**Problem statement:** Copy each entry precisely as written, and do not carry over the pictures.

**Supplied information:**
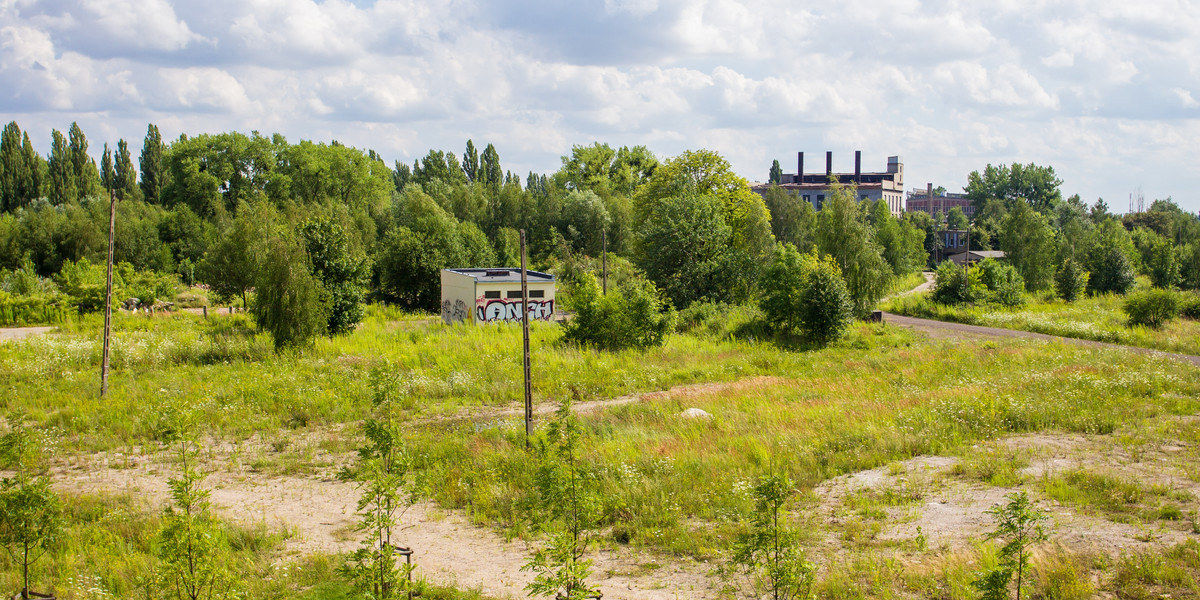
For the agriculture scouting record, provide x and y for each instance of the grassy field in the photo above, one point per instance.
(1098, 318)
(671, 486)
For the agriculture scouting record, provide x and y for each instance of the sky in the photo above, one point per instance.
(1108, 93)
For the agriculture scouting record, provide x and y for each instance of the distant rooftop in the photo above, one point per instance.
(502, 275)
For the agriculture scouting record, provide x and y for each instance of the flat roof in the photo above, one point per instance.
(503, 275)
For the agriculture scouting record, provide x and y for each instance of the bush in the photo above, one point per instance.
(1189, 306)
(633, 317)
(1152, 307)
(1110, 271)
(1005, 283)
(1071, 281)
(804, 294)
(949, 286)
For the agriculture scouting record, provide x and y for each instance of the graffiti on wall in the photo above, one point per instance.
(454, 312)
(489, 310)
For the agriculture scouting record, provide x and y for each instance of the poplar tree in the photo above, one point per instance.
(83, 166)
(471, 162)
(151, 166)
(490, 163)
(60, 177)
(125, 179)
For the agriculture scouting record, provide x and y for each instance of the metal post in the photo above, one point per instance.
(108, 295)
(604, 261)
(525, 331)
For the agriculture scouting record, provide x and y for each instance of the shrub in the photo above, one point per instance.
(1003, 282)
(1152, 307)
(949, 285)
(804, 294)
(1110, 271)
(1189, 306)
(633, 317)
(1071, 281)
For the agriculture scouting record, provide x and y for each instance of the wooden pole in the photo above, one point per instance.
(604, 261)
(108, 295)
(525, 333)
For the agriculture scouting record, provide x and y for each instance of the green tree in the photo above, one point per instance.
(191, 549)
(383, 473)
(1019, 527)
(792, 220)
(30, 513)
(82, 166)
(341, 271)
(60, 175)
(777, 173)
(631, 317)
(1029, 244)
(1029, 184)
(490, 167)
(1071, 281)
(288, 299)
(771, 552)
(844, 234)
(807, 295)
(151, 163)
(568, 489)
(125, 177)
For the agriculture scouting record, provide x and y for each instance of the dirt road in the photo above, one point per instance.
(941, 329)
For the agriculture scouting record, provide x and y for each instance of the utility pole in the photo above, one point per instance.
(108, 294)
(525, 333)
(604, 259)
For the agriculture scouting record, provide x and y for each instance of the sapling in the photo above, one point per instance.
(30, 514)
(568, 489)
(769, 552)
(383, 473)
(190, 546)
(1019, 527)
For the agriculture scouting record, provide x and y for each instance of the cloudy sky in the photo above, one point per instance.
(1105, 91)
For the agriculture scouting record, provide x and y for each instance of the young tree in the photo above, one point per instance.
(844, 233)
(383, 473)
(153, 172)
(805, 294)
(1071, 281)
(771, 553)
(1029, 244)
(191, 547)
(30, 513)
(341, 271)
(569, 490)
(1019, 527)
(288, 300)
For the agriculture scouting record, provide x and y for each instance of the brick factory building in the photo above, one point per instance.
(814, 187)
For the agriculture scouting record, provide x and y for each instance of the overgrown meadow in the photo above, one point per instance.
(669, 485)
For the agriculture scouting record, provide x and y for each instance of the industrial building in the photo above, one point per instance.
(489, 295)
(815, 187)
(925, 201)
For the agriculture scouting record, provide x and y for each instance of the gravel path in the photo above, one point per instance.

**Answer box:**
For the agriculture scouting record, provide x and y for each instance of the grassy field in the photo above, one point per instance.
(1098, 318)
(671, 486)
For the agriculture scouting record, provide x and y for each instance of the sky in the photo above, one point per instance.
(1108, 93)
For the agriculture scouting record, provide x and y for each instance of the distant rooftop in the photo above, one point per instance.
(502, 275)
For the agriculture scouting record, provide x and y for each instance of the flat roof in the photo above, one point per instance.
(503, 275)
For the agriculture scouting record, provide x and y for each instance of the bush in the photo above, one point per instance.
(1189, 306)
(633, 317)
(1152, 307)
(1110, 271)
(1005, 283)
(1071, 281)
(804, 294)
(949, 286)
For the agriculture scouting record, provide x and y for each instance of the graffiti on wall in the photo above, one point per instance.
(454, 312)
(489, 310)
For the agriculture scouting record, provide x and y for each instance of the poplar tree in the photo above, one point per instance.
(83, 166)
(471, 162)
(151, 166)
(490, 163)
(60, 177)
(125, 179)
For the agriculture scouting record, provide x and y for each instance of the metal post in the photo above, one point per instance.
(108, 295)
(604, 261)
(525, 331)
For the agriculture scouting record, provide x and y for each instance of the shrub in the photo above, one point per instance.
(1003, 282)
(1152, 307)
(949, 285)
(804, 294)
(1110, 271)
(1189, 306)
(633, 317)
(1071, 281)
For the agriculture scouting record, provide x and y for each instance of the wooden pole in the photo above, one point per instance.
(604, 261)
(108, 295)
(525, 333)
For the agriculture scouting record, provide x and y for each instance of the green tree in the photo above, one point per instance.
(191, 549)
(383, 473)
(1019, 527)
(792, 220)
(30, 513)
(82, 166)
(341, 271)
(60, 175)
(777, 173)
(631, 317)
(1029, 244)
(1029, 184)
(490, 167)
(1071, 281)
(288, 299)
(771, 552)
(844, 234)
(807, 295)
(151, 163)
(568, 489)
(125, 177)
For the agriculture scouting record, provide x and y for each instance of the dirt road in the photo above, one point per instance.
(941, 329)
For the agriculture scouting record, provide x and y for each instance of the utility pole in the photo above, one point per instance.
(108, 294)
(525, 333)
(604, 259)
For the agriculture scouting record, provide x and y for each instance of the sapling in the photo above, one point per instance.
(30, 514)
(568, 489)
(769, 552)
(383, 473)
(190, 546)
(1019, 527)
For the agriculture scouting record, provide x and y for each instance of the cloudy sky in the photo above, one point per instance.
(1105, 91)
For the agriculture scouting record, provide x and y for each instance of the young tree in the photo above, one point per instance.
(844, 233)
(383, 473)
(153, 172)
(805, 294)
(1071, 281)
(771, 553)
(1029, 244)
(191, 547)
(30, 513)
(341, 271)
(569, 490)
(1019, 527)
(288, 300)
For the agriculture scouting record, provide x and y for each instance of the brick factory building in the photo above, one point per instance.
(814, 187)
For the agriculture scouting record, provide x and y for each instance of the overgrown meadow in the photo above, one point per instance.
(669, 485)
For the agriculture scouting record, provide x and y for each instance of the industrial building in the photo above, one point per instance.
(489, 295)
(815, 187)
(925, 201)
For the agriculture scouting record, provide x and y for each instance of the gravel path in the photo above, one point per instance.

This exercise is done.